=== Exercice 1 ===
Traduisez en anglais cette phrase de l'extrait sur les fusils continentaux : « La seule petite faiblesse du B25 se situe au niveau des coulisseaux, dont la liaison avec le tire-cartouches a tendance à se fissurer et à se rompre. »
=== Exercice 2 ===
Rédigez la suite de l'extrait sur les fusils continentaux, en reprenant après sa dernière phrase.

=== Extrait présenté ===
┌──

Une grande signature d’occasion (2)
Ce qu’il faut savoir selon les marques et modèles : les fusils continentaux
Le trimestre dernier, nous passions en revue les armes des grandes signatures britanniques qu’il est encore possible de trouver sur le marché de l’occasion. Enjambons la Manche pour poursuivre sur le continent ce tour d’horizon critique des modèles aux noms illustres.
Première étape de cette pro menade parmi les grands noms de l’armurerie continentale : la Belgique et sa capitale armurière, Liège. Comme bien des grands centres de fabrication, la ville a produit une très large palette de qualités. Cela allait des fusils de traite, fabriqués jusqu’au milieu du XXe siècle, aux réalisations de grand luxe, sans oublier des armes réalisées de manière industrielle.
La FN
Le génie de Browning, associé à une grande compétence dans l’usinage puis une finition manuelle quasi arti- sanale, permit à la Fabrique nationale, surtout à partir de 1902, année du lancement de l’Auto 5, de dominer le monde de l’arme industrielle. La naissance du B25 donna la possibilité aux chasseurs d’acquérir un superposé au coût raisonnable et dont la conception et la qualité de fabrication restent pour moi la référence. La broche traversante appuyant sur toute la largeur d’une bascule rigide, un large verrou parfaitement positionné et une portée de recul efficace et bien ajustée, tout cela explique les dizaines de milliers de cartouches avalées par les modèles de tir ou de chasse. Les canons sont dignes de la grande facture d’une maison artisanale : tubes demi-blocs parfaitement dressés, bandes soudées à l’étain, parfaite qualité de finition des alésages. L’utilisation aisée des mécanismes de calibre 20 pour des express en 9,3 x 74 R ou de la bascule de 12 pour des .375 H& H confirme leur qualité. L’éjection dotée de chiens assez lourds propulsés par des ressorts à boudin projette toujours la douille quelle que soit la température de l’arme. La seule petite faiblesse du B25 se situe au niveau des coulisseaux, dont la liaison avec le tire-cartouches a tendance à se fissurer et à se rompre. Le principe d’utilisation de l’inertie sur la monodétente sélective, garantissant sûreté de fonctionnement et simplicité de fabrication, a été copiée ou adaptée par pratiquement tous les fabricants.

└──

(Enregistrements de points étiquetés)

┌──

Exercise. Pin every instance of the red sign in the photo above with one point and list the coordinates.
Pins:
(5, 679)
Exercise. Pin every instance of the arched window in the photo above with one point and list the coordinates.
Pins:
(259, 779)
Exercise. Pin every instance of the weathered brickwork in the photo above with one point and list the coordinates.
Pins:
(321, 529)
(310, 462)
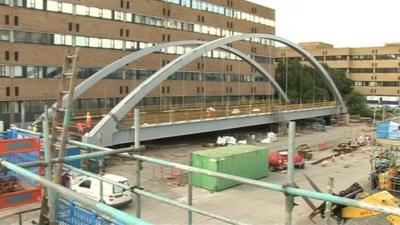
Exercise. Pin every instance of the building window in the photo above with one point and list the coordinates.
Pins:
(7, 55)
(16, 21)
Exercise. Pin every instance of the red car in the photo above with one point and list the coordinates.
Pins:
(278, 161)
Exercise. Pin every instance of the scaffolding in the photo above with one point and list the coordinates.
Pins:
(289, 190)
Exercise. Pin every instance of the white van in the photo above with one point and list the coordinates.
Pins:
(112, 195)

└──

=== Réponse finale 1 ===
The only minor weakness of the B25 lies in the slides, whose connection to the extractor tends to crack and break.

=== Réponse finale 2 ===
Francotte
Pour mesurer l’étendue de cette fabrication, il faut feuilleter un catalogue datant de l’après-Première Guerre mondiale. Les juxtaposés, de système Anson, sont parfois dotés de gâchettes de sécurité ; il existe aussi des batteries démontables. Leur qualité correspond aux normes d’excellence de Liège. Les platines sont pratiquement toujours un clone du Holland. Mais c’est dans le domaine des superposés que se déploie la plus grande diversité. Les modèles les moins chers utilisent la classique bascule liégeoise à crochets inférieurs. Le verrou supérieur Kersten est rarement complété par un système Purdey. Deux armeurs latéraux attaquent des chiens portés par la sous-garde ou de classiques platines à ressort arrière. Un fusil plus bas s’apparente beaucoup au basculage d’un Perazzi. Le canon pivote sur des tourillons, les portées de recul latérales sont présentes et un verrou accroche deux projections en bas du canon. L’éjection, équipée de ressorts à boudin dans le canon, fonctionne de manière identique aux superposés actuels. Pour les amateurs d’armes originales, il existe le modèle Royal. Les tourillons sont usinés sur le canon, une mortaise courbe permettant sa mise en place. L’armement des platines arrière est assuré par deux tiroirs commandant aussi l’éjection. Deux marteaux, libérés par un verrou pivotant, viennent frapper le tire-cartouches.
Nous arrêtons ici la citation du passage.